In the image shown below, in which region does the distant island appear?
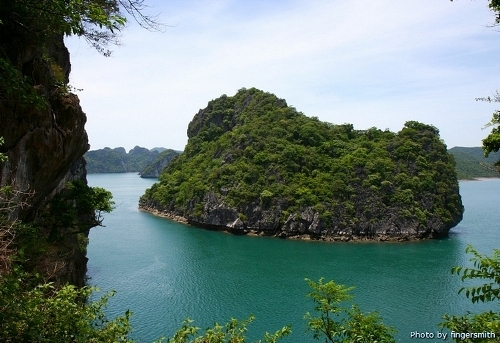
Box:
[448,147,500,180]
[139,88,463,241]
[84,146,180,177]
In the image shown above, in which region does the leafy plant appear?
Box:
[304,278,396,343]
[440,245,500,342]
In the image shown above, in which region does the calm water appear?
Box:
[88,174,500,342]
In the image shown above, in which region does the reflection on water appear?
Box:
[88,174,500,342]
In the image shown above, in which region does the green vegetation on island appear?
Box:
[140,149,180,178]
[84,146,178,177]
[140,88,463,240]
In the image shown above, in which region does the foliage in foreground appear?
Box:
[4,246,500,343]
[304,278,396,343]
[440,245,500,343]
[0,272,131,343]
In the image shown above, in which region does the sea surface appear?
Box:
[88,173,500,342]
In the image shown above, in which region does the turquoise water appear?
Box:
[88,174,500,342]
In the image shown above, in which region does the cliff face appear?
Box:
[139,89,463,241]
[0,35,89,285]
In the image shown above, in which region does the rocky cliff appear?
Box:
[139,89,463,241]
[0,30,92,286]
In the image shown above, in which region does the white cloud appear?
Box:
[64,0,500,149]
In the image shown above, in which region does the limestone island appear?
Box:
[139,88,464,241]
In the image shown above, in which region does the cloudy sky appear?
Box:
[67,0,500,150]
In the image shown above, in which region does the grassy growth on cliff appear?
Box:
[141,88,463,235]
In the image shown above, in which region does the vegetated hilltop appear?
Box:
[139,88,463,240]
[448,146,500,180]
[85,146,174,173]
[140,149,180,178]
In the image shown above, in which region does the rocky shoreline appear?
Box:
[139,205,434,243]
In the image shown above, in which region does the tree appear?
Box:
[0,0,162,56]
[440,245,500,342]
[476,92,500,167]
[0,270,132,343]
[450,0,500,168]
[155,316,292,343]
[304,278,396,343]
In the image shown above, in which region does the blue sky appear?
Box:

- [Verilen Problem]: Yukarıdaki kayıtlarda "water" sözcüğünü içeren kaç satır var? Yalnızca sayıyı verin.

- [Yazılı Yanıt]: 3